EXERCISE INPUTS ->
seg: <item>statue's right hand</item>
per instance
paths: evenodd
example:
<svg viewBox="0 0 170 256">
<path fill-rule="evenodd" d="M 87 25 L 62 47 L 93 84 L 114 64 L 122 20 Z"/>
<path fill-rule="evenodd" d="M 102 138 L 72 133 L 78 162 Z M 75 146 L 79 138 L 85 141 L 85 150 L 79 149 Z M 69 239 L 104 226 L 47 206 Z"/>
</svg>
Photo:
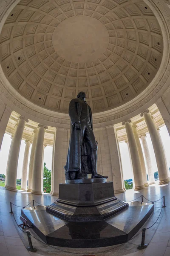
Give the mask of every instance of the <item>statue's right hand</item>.
<svg viewBox="0 0 170 256">
<path fill-rule="evenodd" d="M 81 128 L 81 124 L 78 122 L 76 122 L 74 124 L 74 127 L 76 130 L 79 131 Z"/>
</svg>

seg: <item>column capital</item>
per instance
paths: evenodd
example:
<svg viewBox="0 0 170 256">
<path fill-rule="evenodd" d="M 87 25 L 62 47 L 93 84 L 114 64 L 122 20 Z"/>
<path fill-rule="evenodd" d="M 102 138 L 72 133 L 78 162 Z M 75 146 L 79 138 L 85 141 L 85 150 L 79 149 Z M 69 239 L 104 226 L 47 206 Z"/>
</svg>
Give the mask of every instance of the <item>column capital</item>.
<svg viewBox="0 0 170 256">
<path fill-rule="evenodd" d="M 126 121 L 124 121 L 122 123 L 122 125 L 125 125 L 127 123 L 129 122 L 130 123 L 132 122 L 132 120 L 130 119 L 129 119 L 128 120 L 126 120 Z"/>
<path fill-rule="evenodd" d="M 42 125 L 42 124 L 39 124 L 38 125 L 38 126 L 39 127 L 40 127 L 40 127 L 44 127 L 44 128 L 45 129 L 45 130 L 47 130 L 47 129 L 48 129 L 48 127 L 47 125 Z"/>
<path fill-rule="evenodd" d="M 12 140 L 12 139 L 14 138 L 14 134 L 12 134 L 12 135 L 11 135 L 11 140 Z"/>
<path fill-rule="evenodd" d="M 133 124 L 133 123 L 132 123 L 132 127 L 133 128 L 136 128 L 137 129 L 137 130 L 138 130 L 138 128 L 136 125 L 135 124 Z"/>
<path fill-rule="evenodd" d="M 140 135 L 139 136 L 139 138 L 142 138 L 142 137 L 146 137 L 146 134 L 140 134 Z"/>
<path fill-rule="evenodd" d="M 27 118 L 26 118 L 26 117 L 25 117 L 23 116 L 20 116 L 19 118 L 19 119 L 23 119 L 24 120 L 25 120 L 26 122 L 28 122 L 28 119 L 27 119 Z"/>
<path fill-rule="evenodd" d="M 38 132 L 38 130 L 37 128 L 34 129 L 34 130 L 33 131 L 32 135 L 34 135 L 34 133 L 35 133 L 36 132 Z"/>
<path fill-rule="evenodd" d="M 149 109 L 146 109 L 143 112 L 142 112 L 142 113 L 141 113 L 141 116 L 143 116 L 144 114 L 146 114 L 146 113 L 150 113 L 150 111 L 149 111 Z"/>
</svg>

TASK STATEMENT ->
Return each line of the rows above that contains the string "capital", copied verbatim and in its original order.

OUTPUT FOR THIS EXERCISE ->
seg: <item>column capital</item>
Give the mask of every instance of the <item>column capital</item>.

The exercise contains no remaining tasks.